= The exercise =
Transcribe the news report headed "FUTURE COURSE OF WAR" in full, changing nothing.

= Text provided =
start

FUTURE COURSE OF WAR

AXIS DELUSION.

PLANS FOR WORLD CONQUEST.

(British Official ’Wireless.) RUGBY, January 14.

The sophistry with which Axis writers delude, or attempt to delude, their public is amusingly illustrated by an article in the Rome newspaper “Popolo D’ltalia,” by Admiral Suetzuga, former Commander-in-Chief and senior commander of the Japanese fleet, dealing in part with the outbreak of war between Japan and the United States.

“If Roosevelt,” writes Admiral Suetzuga, “were a great statesman, he would have immediately accepted Japan’s proposals. In this case Japan would have missed a chance which would not have been offered it again at least for a century. Thanks to providence and the short-sightedness of Roosevelt, this did not happen, and Japan was able to gain almost unlimited sway over the Pacific and Indian Oceans.”

end

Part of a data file
start

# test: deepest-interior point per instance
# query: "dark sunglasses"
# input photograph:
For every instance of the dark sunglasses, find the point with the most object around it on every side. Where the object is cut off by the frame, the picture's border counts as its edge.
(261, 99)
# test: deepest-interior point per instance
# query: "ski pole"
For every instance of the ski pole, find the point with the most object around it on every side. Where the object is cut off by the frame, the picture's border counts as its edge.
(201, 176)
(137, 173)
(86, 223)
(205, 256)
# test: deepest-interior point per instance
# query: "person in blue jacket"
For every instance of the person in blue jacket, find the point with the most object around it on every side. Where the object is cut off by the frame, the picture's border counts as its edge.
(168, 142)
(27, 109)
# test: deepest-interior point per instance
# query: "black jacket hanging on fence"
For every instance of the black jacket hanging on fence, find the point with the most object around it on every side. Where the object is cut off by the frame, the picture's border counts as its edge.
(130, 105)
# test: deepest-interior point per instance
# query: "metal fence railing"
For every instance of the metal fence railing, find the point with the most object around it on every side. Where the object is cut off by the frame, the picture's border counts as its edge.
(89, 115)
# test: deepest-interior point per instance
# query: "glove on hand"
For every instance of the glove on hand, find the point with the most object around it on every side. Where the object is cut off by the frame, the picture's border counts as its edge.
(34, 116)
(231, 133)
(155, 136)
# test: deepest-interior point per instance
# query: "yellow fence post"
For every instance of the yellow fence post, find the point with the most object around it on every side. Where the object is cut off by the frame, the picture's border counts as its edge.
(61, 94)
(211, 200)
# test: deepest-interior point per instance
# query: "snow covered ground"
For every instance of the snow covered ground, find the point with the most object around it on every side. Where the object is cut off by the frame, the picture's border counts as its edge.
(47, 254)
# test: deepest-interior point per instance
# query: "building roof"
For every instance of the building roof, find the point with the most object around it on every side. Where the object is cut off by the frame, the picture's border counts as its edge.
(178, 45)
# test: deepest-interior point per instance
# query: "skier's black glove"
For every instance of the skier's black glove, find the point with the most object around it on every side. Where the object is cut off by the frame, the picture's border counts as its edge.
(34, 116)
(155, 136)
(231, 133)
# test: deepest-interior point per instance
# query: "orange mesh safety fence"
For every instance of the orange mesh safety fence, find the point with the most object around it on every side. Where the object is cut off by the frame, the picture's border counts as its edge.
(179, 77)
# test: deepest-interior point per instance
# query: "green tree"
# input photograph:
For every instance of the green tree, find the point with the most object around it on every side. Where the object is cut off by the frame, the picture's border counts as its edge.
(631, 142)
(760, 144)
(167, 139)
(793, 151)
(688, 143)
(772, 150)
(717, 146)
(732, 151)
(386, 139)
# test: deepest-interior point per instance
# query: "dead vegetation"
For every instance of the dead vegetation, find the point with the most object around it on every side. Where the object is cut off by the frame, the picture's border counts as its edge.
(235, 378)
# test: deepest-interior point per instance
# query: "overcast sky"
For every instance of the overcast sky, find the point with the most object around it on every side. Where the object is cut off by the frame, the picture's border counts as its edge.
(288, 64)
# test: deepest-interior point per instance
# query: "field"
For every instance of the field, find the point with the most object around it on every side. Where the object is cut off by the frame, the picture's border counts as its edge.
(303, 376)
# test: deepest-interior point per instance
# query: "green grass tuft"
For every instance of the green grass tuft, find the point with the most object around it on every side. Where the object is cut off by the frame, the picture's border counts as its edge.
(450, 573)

end

= Solution below =
FUTURE COURSE OF WAR

AXIS DELUSION.

PLANS FOR WORLD CONQUEST.

(British Official ’Wireless.) RUGBY, January 14.

The sophistry with which Axis writers delude, or attempt to delude, their public is amusingly illustrated by an article in the Rome newspaper “Popolo D’ltalia,” by Admiral Suetzuga, former Commander-in-Chief and senior commander of the Japanese fleet, dealing in part with the outbreak of war between Japan and the United States.

“If Roosevelt,” writes Admiral Suetzuga, “were a great statesman, he would have immediately accepted Japan’s proposals. In this case Japan would have missed a chance which would not have been offered it again at least for a century. Thanks to providence and the short-sightedness of Roosevelt, this did not happen, and Japan was able to gain almost unlimited sway over the Pacific and Indian Oceans.”